Material shown
◇ ◇ ◇ ◇ ◇

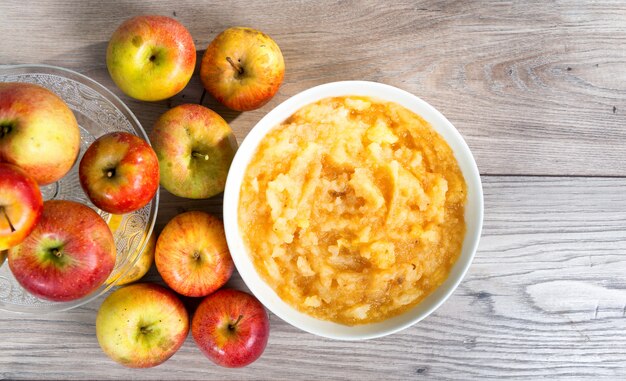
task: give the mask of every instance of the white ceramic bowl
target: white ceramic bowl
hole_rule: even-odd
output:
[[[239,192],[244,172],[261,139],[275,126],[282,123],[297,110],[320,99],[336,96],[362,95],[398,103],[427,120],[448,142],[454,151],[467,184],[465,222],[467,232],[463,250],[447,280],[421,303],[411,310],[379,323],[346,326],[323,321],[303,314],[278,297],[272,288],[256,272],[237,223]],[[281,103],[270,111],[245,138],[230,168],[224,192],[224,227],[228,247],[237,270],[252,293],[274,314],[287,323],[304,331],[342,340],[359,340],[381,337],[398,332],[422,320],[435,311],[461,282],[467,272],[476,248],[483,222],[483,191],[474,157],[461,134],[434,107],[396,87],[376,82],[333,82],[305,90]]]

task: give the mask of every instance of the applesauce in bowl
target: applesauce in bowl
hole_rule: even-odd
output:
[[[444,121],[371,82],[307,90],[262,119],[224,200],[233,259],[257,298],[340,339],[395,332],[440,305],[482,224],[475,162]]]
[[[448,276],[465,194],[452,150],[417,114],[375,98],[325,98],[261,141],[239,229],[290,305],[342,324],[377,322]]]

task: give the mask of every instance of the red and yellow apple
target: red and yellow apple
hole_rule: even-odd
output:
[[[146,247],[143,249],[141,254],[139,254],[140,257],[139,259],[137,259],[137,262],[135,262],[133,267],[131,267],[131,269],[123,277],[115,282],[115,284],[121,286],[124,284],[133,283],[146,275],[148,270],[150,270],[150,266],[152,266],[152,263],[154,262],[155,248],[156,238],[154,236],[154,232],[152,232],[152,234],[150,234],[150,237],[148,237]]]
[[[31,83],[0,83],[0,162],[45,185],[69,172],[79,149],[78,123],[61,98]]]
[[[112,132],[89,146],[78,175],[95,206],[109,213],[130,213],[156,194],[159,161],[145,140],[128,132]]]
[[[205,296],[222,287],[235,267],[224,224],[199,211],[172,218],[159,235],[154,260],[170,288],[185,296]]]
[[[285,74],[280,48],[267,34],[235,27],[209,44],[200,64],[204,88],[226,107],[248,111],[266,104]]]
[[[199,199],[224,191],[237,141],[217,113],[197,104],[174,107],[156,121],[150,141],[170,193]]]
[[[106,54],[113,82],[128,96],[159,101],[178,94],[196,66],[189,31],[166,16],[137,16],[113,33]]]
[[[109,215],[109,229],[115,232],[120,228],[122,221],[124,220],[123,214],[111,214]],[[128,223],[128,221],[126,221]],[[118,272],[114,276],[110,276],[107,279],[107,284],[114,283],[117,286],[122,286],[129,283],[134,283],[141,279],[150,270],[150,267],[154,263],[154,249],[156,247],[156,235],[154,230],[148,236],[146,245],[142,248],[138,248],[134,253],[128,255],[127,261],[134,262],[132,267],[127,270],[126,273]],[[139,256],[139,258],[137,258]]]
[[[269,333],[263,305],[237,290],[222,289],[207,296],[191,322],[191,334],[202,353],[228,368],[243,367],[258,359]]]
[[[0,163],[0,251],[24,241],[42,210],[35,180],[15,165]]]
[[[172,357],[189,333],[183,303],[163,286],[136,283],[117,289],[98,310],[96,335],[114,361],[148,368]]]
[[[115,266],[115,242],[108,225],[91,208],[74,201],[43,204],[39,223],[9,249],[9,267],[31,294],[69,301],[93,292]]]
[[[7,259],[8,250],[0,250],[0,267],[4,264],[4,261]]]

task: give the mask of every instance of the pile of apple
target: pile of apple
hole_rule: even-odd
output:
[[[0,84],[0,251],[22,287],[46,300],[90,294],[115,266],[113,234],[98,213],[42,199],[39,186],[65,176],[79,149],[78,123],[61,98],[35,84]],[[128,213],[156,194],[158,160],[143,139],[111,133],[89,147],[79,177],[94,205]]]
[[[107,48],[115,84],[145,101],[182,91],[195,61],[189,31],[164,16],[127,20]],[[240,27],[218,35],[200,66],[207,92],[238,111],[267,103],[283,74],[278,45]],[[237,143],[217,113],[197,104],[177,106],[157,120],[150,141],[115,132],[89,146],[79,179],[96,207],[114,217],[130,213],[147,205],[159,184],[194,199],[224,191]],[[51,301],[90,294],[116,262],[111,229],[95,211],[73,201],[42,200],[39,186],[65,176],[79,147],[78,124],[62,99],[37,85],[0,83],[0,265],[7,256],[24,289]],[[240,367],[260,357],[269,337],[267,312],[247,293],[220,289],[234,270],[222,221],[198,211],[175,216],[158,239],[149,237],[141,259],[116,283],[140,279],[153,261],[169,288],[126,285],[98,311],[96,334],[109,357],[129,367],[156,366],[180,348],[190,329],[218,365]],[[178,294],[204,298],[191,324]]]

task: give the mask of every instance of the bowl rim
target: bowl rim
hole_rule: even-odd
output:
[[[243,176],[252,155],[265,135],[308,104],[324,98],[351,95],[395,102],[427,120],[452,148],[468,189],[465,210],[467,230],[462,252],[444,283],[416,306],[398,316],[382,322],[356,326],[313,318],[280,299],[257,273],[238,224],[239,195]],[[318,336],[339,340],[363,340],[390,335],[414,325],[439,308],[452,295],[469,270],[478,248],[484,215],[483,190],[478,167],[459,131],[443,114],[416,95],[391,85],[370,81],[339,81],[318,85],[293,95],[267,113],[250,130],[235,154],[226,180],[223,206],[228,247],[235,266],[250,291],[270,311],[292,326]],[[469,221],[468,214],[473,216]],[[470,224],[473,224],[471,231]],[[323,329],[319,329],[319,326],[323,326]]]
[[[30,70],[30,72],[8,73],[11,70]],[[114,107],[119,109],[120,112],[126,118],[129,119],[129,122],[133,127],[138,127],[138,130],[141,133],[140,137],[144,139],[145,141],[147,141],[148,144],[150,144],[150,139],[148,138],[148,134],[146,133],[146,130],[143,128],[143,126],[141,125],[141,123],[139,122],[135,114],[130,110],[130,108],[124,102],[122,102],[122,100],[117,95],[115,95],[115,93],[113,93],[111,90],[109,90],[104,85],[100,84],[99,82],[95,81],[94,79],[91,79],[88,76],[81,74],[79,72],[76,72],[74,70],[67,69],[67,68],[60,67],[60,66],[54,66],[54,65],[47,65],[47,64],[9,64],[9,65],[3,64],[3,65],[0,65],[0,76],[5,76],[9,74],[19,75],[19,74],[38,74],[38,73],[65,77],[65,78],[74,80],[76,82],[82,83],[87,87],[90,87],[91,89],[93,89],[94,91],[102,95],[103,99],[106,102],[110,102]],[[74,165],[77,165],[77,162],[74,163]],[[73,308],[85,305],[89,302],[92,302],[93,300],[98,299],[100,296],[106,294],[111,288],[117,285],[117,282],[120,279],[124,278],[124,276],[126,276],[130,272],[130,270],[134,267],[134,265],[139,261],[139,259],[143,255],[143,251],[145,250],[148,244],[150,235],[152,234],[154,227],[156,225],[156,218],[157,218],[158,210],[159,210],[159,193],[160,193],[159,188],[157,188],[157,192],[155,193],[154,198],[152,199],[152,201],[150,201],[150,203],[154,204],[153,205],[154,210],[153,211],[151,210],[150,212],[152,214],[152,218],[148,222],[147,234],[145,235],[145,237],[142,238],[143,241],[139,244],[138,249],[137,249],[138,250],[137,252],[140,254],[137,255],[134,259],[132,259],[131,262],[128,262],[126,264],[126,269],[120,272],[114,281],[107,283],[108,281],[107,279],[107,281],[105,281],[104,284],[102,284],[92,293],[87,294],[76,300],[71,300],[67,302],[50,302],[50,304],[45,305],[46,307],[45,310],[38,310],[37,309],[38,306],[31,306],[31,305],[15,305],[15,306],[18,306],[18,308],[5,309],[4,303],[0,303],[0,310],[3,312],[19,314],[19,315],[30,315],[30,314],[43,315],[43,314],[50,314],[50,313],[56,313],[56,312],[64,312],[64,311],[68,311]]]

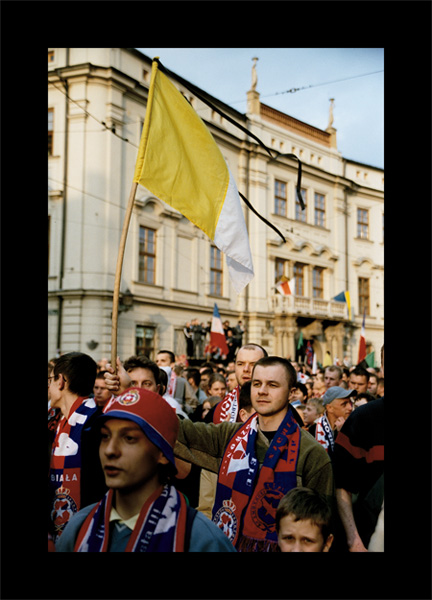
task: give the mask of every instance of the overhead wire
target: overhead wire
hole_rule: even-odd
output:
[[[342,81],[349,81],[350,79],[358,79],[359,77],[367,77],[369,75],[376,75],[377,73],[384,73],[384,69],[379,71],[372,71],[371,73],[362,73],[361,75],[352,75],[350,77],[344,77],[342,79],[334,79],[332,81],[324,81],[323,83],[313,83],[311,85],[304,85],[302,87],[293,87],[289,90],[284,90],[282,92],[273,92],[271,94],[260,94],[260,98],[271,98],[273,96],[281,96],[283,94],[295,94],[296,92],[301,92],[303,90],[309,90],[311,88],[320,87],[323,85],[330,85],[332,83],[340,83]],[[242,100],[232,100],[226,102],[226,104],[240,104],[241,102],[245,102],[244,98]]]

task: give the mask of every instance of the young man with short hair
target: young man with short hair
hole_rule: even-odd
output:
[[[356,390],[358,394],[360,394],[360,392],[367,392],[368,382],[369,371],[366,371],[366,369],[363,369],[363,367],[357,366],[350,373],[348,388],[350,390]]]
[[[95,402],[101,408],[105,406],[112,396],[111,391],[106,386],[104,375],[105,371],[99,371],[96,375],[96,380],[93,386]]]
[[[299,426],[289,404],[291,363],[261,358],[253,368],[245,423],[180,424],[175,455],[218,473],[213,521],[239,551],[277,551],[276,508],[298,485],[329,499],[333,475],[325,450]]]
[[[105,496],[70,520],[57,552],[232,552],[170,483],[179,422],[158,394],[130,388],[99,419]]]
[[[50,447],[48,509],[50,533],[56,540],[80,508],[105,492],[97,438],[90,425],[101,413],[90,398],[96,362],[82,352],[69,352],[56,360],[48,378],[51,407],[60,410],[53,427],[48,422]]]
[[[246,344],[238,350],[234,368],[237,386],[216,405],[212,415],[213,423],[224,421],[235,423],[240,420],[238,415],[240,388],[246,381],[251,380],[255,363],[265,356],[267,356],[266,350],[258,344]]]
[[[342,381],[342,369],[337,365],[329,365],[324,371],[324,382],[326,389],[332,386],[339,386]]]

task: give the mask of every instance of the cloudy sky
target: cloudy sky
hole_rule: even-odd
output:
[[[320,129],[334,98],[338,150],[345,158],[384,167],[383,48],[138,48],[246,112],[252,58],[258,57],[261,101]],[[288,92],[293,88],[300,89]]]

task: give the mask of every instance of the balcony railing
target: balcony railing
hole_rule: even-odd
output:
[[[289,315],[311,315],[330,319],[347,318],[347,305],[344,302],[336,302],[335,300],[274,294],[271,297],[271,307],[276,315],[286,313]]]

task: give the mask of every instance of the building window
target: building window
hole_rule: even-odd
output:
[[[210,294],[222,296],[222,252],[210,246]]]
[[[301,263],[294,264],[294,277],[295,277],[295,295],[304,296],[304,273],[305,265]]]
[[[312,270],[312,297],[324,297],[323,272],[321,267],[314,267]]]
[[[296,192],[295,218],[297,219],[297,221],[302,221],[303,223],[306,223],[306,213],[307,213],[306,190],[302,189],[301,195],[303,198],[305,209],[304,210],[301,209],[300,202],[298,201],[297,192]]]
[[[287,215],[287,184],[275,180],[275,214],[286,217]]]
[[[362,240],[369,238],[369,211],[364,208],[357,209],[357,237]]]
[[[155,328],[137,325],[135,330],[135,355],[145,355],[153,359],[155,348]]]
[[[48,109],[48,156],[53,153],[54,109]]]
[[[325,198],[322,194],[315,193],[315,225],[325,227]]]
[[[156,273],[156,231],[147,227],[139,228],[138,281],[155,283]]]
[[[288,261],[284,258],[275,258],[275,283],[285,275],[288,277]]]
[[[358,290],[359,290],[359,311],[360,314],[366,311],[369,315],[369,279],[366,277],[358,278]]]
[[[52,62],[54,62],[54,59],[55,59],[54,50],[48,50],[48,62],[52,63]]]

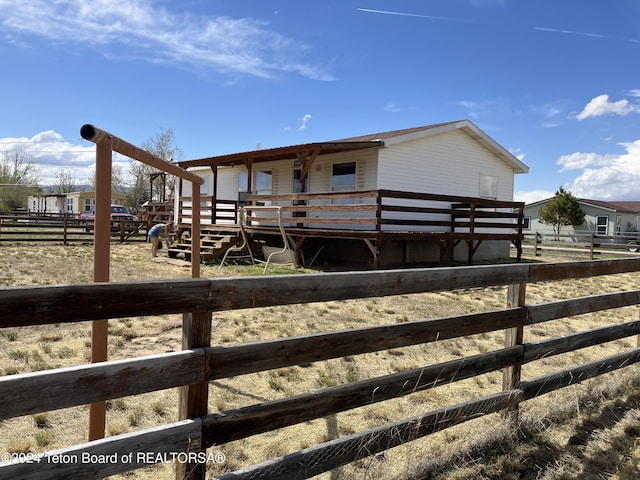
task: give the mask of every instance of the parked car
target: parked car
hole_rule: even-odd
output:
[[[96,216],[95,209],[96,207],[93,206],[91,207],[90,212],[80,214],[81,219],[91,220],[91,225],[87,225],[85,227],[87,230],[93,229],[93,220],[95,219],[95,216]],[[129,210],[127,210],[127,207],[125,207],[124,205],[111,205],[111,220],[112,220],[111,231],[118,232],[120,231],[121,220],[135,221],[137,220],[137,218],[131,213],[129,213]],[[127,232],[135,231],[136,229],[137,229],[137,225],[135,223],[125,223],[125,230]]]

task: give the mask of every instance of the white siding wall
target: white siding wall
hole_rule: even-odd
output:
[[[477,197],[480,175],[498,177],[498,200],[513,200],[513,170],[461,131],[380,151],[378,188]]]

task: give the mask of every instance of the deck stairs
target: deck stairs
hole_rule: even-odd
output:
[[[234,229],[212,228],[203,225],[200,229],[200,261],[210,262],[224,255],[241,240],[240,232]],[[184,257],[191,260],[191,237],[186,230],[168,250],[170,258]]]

◇ ◇ ◇ ◇ ◇

What to do
List the lines of the entries that include "window".

Response to the exercise
task: give the mask of every instance of the building window
target: building window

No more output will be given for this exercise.